[WORK INSTRUCTION A] Check each statement against the text on FTP, FTPS, and SFTP. (i) Pure-FTP runs on Port 21. (ii) A domain name works as the server for FTPS. (iii) SFTP runs through the Pure-FTP server software. For each, answer yes or no and quote the words from the text that decide it.
[WORK INSTRUCTION B] Please carry on the text on FTP, FTPS, and SFTP, starting after its final sentence.
(SUPPLIED PASSAGE begins)
FTP, SFTP, FTPS – what the heck is the difference?
Since we changed using cPanel logins and made them unable to be used as FTP, it has come to our attention that this is confusing the heck out of ya’all.
So, let’s go over this in plain English and try to get ya’ll up to speed.
So, FTP is “File Transfer Protocol”. We have an FTP server running on Port 21 called Pure-FTP, and it handles file transfers and FTP logins.
You can simply connect to it with an FTP login by naming your domain as the server, the server name as the server, an IP address on the server, your neighbor’s domain name as the server… In short, you can choose anything at all that resolves to the server as long as it points to the server so that your FTP client knows that it should go knock on the door that-a-way at the right end machine.
UNLESS you want to use FTP over SSL (FTPS aka “File Transfer Protocol – Secure” or “File Transfer Protocol – SSL”) – if you want to use FTP over SSL, you MUST use the server name because FTPS will use SSL encryption, and the certificate that is registered in the Pure-FTP server is the server’s name. If you choose your domain name, you’ll likely get an error and it won’t work.
The above two options run on the FTP server and because you can use FTP logins with encryption or without encryption, you cannot use your cPanel Login to login in either of the above ways.
The FTP in SFTP still means “File Transfer Protocol”, and the S makes it “Secure File Transfer Protocol” (though originally it was “SSH File Transfer Protocol”) which you would think bears some relation to “File Transfer Protocol – Secure” or maybe is the same thing as “File Transfer Protocol – Secure” and different people just like to stick the S on different sides of the FTP for whatever reason.
But you would be wrong.
SFTP is not a part of Pure-FTP, doesn’t run though the FTP server software at all, and isn’t a part of FTP in any traditional FTP protocol sense. If you try and login via SFTP to the FTP port you won’t be able to do it because it ain’t there. While the name is similar, and it looks almost identical, it’s actually completely different and operates over an entirely different service.
Secure Shell or SSH is a network protocol that allows data to be exchanged using a secure channel between two networked devices. Used primarily on GNU/Linux and Unix based systems to access shell accounts, SSH was designed as a replacement for Telnet and other insecure remote shells, which send information, notably passwords, in plaintext, rendering them susceptible topacket analysis. The encryption used by SSH provides confidentiality and integrity of data over an insecure network, such as the Internet. (From Wikipedia)
(SUPPLIED PASSAGE ends)
(GIVEN RECORDS begins)
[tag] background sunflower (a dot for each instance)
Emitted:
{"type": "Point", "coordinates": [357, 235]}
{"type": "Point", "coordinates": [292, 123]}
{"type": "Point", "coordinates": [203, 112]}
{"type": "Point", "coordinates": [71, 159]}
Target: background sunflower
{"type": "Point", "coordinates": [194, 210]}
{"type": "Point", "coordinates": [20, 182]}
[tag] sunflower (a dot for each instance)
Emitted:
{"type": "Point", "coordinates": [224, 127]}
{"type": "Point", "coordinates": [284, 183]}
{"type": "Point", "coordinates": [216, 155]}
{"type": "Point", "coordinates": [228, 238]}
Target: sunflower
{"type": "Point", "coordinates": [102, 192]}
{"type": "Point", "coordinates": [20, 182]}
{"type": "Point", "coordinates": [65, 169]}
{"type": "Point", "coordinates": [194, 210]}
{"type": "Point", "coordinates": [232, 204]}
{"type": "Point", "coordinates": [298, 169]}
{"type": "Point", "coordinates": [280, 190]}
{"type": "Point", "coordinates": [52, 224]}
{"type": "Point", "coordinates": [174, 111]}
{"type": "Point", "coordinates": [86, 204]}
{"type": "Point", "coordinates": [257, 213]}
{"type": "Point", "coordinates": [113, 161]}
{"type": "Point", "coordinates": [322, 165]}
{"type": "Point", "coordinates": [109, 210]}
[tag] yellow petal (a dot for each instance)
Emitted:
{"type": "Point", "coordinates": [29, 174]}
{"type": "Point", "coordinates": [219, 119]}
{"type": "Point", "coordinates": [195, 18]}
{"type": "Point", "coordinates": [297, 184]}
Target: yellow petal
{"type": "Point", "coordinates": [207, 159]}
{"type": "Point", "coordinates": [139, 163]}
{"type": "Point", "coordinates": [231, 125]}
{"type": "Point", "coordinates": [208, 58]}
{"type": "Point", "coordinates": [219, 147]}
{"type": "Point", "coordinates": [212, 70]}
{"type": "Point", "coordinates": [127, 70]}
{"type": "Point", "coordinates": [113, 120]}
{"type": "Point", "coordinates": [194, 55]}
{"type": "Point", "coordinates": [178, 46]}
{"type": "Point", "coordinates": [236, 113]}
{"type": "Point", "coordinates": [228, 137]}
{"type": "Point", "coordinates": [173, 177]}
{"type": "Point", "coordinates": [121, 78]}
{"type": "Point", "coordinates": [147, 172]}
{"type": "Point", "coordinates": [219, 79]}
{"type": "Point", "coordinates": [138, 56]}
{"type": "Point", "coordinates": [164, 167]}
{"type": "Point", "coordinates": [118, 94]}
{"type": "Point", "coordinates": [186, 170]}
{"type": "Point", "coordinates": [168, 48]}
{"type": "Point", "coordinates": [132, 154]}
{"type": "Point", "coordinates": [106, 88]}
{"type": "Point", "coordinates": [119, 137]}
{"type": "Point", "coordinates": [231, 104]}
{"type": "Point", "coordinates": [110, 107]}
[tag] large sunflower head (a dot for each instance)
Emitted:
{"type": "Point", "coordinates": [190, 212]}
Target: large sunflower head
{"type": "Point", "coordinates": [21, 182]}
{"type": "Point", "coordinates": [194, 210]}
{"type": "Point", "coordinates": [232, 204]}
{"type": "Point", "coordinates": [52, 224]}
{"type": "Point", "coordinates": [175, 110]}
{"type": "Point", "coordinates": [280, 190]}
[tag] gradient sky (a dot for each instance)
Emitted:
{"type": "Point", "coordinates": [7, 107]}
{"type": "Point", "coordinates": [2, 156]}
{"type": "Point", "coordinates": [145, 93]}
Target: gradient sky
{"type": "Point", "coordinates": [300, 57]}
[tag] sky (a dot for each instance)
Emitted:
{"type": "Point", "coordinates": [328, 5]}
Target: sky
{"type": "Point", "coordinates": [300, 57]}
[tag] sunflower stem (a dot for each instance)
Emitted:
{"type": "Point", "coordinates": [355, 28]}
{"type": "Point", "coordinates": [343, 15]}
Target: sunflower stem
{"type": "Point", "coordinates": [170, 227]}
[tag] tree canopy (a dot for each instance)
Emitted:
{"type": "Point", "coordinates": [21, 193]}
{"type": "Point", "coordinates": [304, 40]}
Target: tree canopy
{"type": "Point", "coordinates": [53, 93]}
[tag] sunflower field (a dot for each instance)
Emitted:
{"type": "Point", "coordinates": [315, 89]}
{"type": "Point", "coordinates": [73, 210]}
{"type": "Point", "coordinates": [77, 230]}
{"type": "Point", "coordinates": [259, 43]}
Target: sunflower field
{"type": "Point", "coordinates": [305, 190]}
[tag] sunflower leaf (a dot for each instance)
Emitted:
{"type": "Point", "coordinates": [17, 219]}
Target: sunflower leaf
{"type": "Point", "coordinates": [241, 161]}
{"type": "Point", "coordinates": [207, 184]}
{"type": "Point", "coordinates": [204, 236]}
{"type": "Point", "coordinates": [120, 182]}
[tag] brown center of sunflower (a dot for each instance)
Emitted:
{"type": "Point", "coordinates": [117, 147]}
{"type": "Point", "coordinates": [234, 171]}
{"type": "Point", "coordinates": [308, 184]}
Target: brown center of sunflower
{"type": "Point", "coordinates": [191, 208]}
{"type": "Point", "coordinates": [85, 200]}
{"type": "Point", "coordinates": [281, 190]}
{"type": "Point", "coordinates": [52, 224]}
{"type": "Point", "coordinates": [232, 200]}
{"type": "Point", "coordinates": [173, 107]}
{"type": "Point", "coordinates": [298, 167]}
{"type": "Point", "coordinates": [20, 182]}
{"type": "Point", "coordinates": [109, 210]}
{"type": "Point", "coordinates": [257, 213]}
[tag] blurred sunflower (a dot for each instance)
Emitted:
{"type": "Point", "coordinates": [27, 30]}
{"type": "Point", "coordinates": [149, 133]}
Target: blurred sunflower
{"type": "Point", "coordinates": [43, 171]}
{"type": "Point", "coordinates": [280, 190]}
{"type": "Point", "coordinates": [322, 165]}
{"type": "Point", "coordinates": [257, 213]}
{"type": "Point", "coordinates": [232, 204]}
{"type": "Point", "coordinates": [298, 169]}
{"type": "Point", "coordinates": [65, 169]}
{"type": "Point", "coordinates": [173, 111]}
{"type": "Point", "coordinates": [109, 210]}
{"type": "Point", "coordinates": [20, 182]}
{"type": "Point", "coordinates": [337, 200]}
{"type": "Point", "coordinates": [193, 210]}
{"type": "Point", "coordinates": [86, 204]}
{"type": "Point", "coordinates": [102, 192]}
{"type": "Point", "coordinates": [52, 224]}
(GIVEN RECORDS ends)
[ANSWER A]
(i) Yes: "We have an FTP server running on Port 21 called Pure-FTP"
(ii) No: "if you want to use FTP over SSL, you MUST use the server name"
(iii) No: "SFTP is not a part of Pure-FTP"

[ANSWER B]
On cPanel hosts that offer shell access, generally only your cPanel login is a true Unix user and therefore your cPanel login is the only login you have that has SFTP access. If you do not have a hosting account with shell access, you do not have SFTP access and have to transfer your files via FTP or FTPS, and you cannot use SFTP. If you have shell access on your hosting account, though, you have SFTP available to you and there are a multitude of reasons to use it.
In general, SFTP is technologically superior to FTPS. An FTPS connection starts off in a non-encrypted state, whereas an SFTP connection begins encrypted and there is no going to an unencrypted session. One of the benefits nowadays with traffic shaping is that while ISP’s have caught on to throttling on FTP ports because large files are often sent there, they do not have the same attitude towards SFTP traffic and those people sending files from bandwidth throttling ISPs will likely find far superior performance using SFTP.
SFTP is gaining steam as the most preferred method of secure file transfer, particularly in infrastructures that favor Unix, though SFTP is quickly gaining steam in Windows environments as well.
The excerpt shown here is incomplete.